* Begin *

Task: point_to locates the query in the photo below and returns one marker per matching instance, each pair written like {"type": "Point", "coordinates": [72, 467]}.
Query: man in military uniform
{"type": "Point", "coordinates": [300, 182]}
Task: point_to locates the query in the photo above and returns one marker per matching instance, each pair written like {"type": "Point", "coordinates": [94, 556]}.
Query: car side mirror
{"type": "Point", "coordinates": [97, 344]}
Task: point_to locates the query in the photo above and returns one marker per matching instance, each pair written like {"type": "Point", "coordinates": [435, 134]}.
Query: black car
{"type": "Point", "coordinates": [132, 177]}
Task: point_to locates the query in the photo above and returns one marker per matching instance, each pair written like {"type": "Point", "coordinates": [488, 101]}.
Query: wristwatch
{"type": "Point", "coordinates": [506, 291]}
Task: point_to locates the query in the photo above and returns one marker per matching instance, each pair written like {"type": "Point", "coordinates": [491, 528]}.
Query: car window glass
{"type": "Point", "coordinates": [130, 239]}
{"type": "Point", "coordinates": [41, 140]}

* End *
* Begin *

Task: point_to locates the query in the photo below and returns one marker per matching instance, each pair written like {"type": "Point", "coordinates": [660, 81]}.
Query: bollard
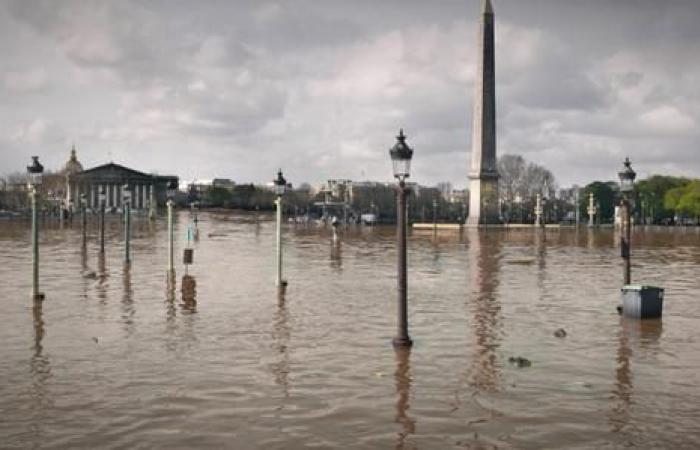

* End *

Do this: Find each line in the rows above that contains the string "marker" and copy those lines. Case counts when matching.

Exercise result:
Task: point_to locates the query in the photo below and returns one marker per matching instance, each pair written like {"type": "Point", "coordinates": [72, 467]}.
Task: point_to locates the query in the photo above and returns one marker per matching instance, each pair written like {"type": "Point", "coordinates": [94, 556]}.
Task: point_to locates the query in the photo above and returns one marker per matching instance, each pair written like {"type": "Point", "coordinates": [435, 134]}.
Task: point_to locates the query in the photo above and returns one marker per matching instance, each pair written like {"type": "Point", "coordinates": [488, 101]}.
Task: point_to locates the query in the photo above and returns one marker per matching instance, each pair written like {"type": "Point", "coordinates": [491, 528]}.
Task: point_to locates the query in the photo below and returns one marker per matching instance, each pair written like {"type": "Point", "coordinates": [660, 81]}.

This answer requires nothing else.